▶ **TASK BRIEF**: Would you print all of the entries word for word?
_ _ _ _ _ _ _
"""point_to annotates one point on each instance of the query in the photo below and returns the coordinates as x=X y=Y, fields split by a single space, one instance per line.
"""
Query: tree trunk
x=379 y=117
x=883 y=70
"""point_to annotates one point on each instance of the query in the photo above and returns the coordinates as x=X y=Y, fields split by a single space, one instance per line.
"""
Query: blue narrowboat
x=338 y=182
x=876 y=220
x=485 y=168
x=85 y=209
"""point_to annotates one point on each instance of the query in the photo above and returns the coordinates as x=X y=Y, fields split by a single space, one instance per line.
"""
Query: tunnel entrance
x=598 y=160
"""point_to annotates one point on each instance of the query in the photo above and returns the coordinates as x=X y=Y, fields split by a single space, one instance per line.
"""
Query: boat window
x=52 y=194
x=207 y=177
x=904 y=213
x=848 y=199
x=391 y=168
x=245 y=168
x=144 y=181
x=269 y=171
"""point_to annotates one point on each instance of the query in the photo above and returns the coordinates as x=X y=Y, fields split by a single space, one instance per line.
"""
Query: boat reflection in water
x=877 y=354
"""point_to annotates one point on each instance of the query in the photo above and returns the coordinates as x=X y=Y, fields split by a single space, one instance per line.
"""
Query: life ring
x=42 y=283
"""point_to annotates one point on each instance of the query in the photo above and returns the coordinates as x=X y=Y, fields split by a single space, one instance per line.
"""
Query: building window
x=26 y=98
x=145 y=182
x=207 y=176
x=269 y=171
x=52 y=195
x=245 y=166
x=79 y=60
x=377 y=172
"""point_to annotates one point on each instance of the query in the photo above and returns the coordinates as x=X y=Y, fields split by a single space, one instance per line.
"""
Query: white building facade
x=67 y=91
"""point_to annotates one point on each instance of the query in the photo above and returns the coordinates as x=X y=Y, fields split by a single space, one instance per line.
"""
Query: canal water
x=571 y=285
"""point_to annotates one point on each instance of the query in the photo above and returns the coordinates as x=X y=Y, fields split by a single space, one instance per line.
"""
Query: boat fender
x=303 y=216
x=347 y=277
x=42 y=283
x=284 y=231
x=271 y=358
_ _ _ _ _ _ _
▶ **TASK RESULT**:
"""point_to annotates one point on each instance of the query in the photo below and returns the coordinates as x=X y=Y, fields split by a single space, one instance per line.
"""
Query: tree trunk
x=379 y=117
x=883 y=70
"""point_to annotates one point on each instance of the query in the photo above and returns the coordinates as x=X y=Y, fields split by a single space, one instance per line.
"""
Query: blue narrowboat
x=338 y=182
x=876 y=220
x=485 y=168
x=85 y=209
"""point_to annotates one point on each instance of the query in the photo above and returns the coordinates as x=X y=Y, fields split by a single space, one instance per line.
"""
Query: tunnel entrance
x=598 y=160
"""point_to annotates one point on each instance of the query in the photo above and returns the coordinates as x=X y=Y, fields split by a single space, one instance per line.
"""
Query: boat window
x=52 y=194
x=207 y=177
x=904 y=213
x=848 y=199
x=391 y=168
x=245 y=168
x=144 y=181
x=269 y=171
"""point_to annotates one point on each instance of the query in the photo above and returns the coordinates as x=X y=Y, fields split by a single space, one instance per line.
"""
Query: boat reflection in water
x=877 y=354
"""point_to annotates one point on each instance of the query in the photo above and returns the coordinates as x=X y=Y, fields split by a single space, one instance per line.
"""
Query: life ring
x=42 y=283
"""point_to annotates one point on each instance of the query in the photo above and returns the coordinates as x=X y=Y, fields split by a single space, one instance per line.
"""
Query: building window
x=26 y=98
x=145 y=182
x=207 y=176
x=269 y=171
x=52 y=195
x=245 y=166
x=79 y=60
x=377 y=172
"""point_to annotates one point on each instance of the query in the photo above and returns the coordinates as x=X y=Y, fields split by a single space, one instance per line.
"""
Query: white building facade
x=67 y=91
"""point_to annotates one point on each instance of the query in the photo above and returns the coordinates as x=X y=Y, fields split by a single space, one instance per line.
"""
Query: canal water
x=571 y=285
"""point_to annotates one point on each instance of the query in the photo above and returns the coordinates as x=X y=Y, fields split by a single space, one instance per line.
"""
Query: boat fender
x=303 y=216
x=347 y=277
x=42 y=283
x=284 y=231
x=271 y=358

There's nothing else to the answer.